(READING TEXT)

On our flight home from California we were sitting together in first class and our kids were safely out of earshot in coach. Something had snapped deep in my soul. I told Ben that he had two weeks to find himself a serious therapist and get help or he had to move out of the house. I do not know where I came up with the two weeks. It seemed a reasonable amount of time for him to find someone and commit to working on himself. I also think I was trying to buy myself some time too—to be comfortable with the ultimatum I had just issued.

The ultimatum appeared to sink in, because Ben immediately started seeing a therapist, Harold Brown, Jr. His credentials were impressive; he is a Licensed Professional Counselor, a Masters Addictions Counselor, and a Certified Sexual Addiction Therapist. After Ben’s session with Harold, describing the events of his behavior at the wedding, this therapist scheduled a joint session to discuss general issues surrounding our marriage, the wedding, and a course of action for the coming months.

I readily agreed to go although I was feeling very nervous being in a therapist’s office. I sat down next to Ben on the therapist’s green leather couch. Harold got right to the point and started asking me a series of questions. “Maurita, I want you to answer the following questions for me with a simple ‘yes’ or ‘no’ answer. I just ask that you answer as honestly as you can.”

“OK,” I said. But I remember thinking that my husband’s therapist looked so young. What the hell is he going to know about life and what is going on in our marriage?

Even at thirty-five, Harold looked like he was in his late twenties, as if he’d just walked off the beach with a surfboard under his arm. His eyes were a piercing blue, and he looked as if he’d just shaken the sand from his hair.

“Do you trust your husband with credit cards or your family checkbook and finances?”

“No,” I answered.

“Do you trust your husband when he calls you and tells you where he is or who he is with?”

“No, I don’t.”

“Do you trust your husband alone, when you are not around or out of town?”

“No.”

(End READING TEXT)
(RECORDS SHOWN)

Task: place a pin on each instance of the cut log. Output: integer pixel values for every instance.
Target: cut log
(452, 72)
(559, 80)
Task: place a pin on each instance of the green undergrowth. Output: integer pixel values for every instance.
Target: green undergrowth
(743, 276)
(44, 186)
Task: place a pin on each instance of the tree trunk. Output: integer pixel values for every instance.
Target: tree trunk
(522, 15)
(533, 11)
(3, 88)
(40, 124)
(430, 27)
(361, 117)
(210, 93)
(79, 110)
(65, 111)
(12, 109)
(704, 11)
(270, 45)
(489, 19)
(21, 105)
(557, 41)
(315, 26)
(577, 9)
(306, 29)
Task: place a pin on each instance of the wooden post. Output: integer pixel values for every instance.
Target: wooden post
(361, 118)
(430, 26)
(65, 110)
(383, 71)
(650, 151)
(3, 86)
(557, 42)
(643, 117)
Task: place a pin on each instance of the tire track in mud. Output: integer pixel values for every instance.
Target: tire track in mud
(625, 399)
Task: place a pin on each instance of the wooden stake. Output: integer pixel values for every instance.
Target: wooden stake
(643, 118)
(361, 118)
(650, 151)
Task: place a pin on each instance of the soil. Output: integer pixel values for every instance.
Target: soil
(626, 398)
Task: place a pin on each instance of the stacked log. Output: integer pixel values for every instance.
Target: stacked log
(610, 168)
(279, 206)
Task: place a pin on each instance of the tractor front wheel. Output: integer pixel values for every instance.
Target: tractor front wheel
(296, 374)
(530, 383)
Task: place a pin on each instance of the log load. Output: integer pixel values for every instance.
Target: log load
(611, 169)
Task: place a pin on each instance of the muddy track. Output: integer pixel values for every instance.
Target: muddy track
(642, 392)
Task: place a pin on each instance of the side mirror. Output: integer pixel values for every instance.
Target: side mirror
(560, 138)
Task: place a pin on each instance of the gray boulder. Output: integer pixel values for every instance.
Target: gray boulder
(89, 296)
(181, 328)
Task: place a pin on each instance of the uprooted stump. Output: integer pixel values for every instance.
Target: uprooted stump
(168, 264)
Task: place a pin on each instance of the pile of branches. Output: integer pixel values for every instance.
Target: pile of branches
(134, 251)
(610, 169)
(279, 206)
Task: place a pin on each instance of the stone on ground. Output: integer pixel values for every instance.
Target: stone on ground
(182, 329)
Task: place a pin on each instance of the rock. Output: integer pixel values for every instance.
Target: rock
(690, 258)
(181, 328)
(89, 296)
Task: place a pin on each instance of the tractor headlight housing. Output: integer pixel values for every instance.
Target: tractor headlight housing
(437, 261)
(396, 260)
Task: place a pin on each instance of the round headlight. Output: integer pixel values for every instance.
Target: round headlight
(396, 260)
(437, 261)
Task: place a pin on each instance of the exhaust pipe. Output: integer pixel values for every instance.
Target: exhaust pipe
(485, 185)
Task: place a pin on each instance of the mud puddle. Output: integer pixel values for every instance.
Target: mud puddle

(End RECORDS SHOWN)

PROBLEM REQUIREMENTS:
List each credential that the passage gives for Ben's therapist, Harold Brown, Jr. The records come from a different source than the passage.

ANSWER SECTION:
- Licensed Professional Counselor
- Masters Addictions Counselor
- Certified Sexual Addiction Therapist